◆ WHAT TO PRODUCE: From the listing that follows, extract every line and set it down unaltered.

◆ LISTED ENTRIES:
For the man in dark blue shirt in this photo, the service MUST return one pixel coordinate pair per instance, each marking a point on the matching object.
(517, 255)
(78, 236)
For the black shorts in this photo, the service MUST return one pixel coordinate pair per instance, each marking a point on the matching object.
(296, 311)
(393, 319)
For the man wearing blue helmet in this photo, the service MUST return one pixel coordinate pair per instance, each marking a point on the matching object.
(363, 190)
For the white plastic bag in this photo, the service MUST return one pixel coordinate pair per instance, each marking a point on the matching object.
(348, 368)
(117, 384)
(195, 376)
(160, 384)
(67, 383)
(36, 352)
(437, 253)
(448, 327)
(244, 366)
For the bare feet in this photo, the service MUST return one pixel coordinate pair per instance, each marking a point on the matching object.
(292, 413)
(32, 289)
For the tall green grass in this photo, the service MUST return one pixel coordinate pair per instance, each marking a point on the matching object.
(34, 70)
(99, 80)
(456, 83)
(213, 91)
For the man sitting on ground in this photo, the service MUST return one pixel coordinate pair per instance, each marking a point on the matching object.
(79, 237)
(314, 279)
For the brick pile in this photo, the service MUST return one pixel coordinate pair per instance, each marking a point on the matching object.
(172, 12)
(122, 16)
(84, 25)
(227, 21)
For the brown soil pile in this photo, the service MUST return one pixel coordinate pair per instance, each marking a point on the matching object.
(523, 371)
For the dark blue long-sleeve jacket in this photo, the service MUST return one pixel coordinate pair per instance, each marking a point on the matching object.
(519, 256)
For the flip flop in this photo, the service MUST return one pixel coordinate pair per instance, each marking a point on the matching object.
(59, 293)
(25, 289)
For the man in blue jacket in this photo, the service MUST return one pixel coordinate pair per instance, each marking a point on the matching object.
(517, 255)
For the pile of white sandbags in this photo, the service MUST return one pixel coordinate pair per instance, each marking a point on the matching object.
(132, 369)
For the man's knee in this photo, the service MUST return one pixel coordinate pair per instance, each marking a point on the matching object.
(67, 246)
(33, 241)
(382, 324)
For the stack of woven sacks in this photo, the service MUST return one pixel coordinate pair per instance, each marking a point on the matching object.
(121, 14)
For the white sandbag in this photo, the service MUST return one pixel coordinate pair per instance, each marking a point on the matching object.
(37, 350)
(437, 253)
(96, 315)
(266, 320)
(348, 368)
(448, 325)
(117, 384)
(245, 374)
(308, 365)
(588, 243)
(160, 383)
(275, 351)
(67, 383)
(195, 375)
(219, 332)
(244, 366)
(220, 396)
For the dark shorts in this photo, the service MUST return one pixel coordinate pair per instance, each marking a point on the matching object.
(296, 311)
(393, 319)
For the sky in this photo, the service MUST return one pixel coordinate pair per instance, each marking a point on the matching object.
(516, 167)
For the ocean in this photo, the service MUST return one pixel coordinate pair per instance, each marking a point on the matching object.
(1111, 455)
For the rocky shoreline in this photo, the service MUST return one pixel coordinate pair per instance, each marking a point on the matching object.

◆ WRITTEN REPLY:
For the man in dark blue shirt in this photo, the service MUST return one pixel coordinate pair per instance, each marking a point on the matching object.
(517, 255)
(78, 236)
For the black shorts in this photo, the service MUST return one pixel coordinate pair per instance, each marking a point on the matching object.
(296, 311)
(393, 319)
For the man wearing blue helmet in this photo, the service MUST return one pixel coordinate pair per instance, each marking a point on the matching object.
(363, 190)
For the white plastic bag in this photo, the service MUST return one pixel coordinate pair per instance, each marking a point on the matching object.
(348, 368)
(117, 384)
(195, 376)
(160, 384)
(67, 383)
(36, 352)
(437, 253)
(448, 327)
(244, 366)
For the bare feet in this photo, the service MUST return one pixel coordinate pair per instance, each marking a point on the matching object.
(292, 413)
(32, 289)
For the tall green grass in this photo, the service MUST return one pixel coordinate pair per instance, each marking a point on the matching object.
(34, 70)
(99, 80)
(456, 83)
(213, 91)
For the man sitting on ground in this photo, the service MUST return one pixel coordinate pair per instance, each marking a point on the matching object.
(79, 237)
(314, 279)
For the brick pile in this photo, the service MUST return one pixel coordinate pair per instance, each marking a point on the matching object.
(172, 12)
(122, 16)
(84, 25)
(227, 21)
For the brown soil pile in this photo, the service MUST return one pixel coordinate pair per instance, each marking a point on the matching object.
(523, 371)
For the dark blue long-sleeve jacket in this photo, the service MUST return one pixel coordinate pair per instance, each marking a point on the matching object.
(519, 256)
For the flip flop in this photo, the service MUST return one pixel coordinate pair per instance, each marking a point on the matching object.
(59, 293)
(25, 289)
For the man in blue jacket in this photo, the service MUST return one pixel coordinate pair per instance, each marking a point on the matching object.
(517, 255)
For the pile of white sandbags in this photo, the service MUST return one pixel coordinate pair per instance, each marking a point on the matching object.
(132, 369)
For the man's knee in this photo, the service MUST return one pixel coordinate pair per instance, each marking a point on the matching object.
(67, 246)
(33, 241)
(382, 324)
For the stack of woven sacks in this photo, the service MUST return one pixel coordinate pair per instance, each marking a point on the matching object.
(121, 14)
For the white sandbag in this photo, the service MUST return one pixel coordinate pair per instance, each marking a point on the matching object.
(37, 350)
(437, 253)
(96, 315)
(266, 320)
(348, 368)
(448, 325)
(117, 384)
(245, 374)
(308, 365)
(588, 243)
(160, 383)
(275, 351)
(67, 383)
(195, 375)
(219, 332)
(244, 366)
(220, 396)
For the dark shorts in this photo, the service MUST return one pixel coordinate pair per instance, each marking a point on the matching object.
(296, 311)
(393, 319)
For the sky in this photo, the service MUST return one pixel coordinate pair per instance, each marking a point on the matching object.
(516, 167)
For the ocean in this photo, the service MUST return one pixel coordinate pair per instance, each marking a point on the matching object.
(1111, 455)
For the rocky shoreline in this photo, the service MUST return one pixel coordinate pair per instance, each marking a point on the matching object.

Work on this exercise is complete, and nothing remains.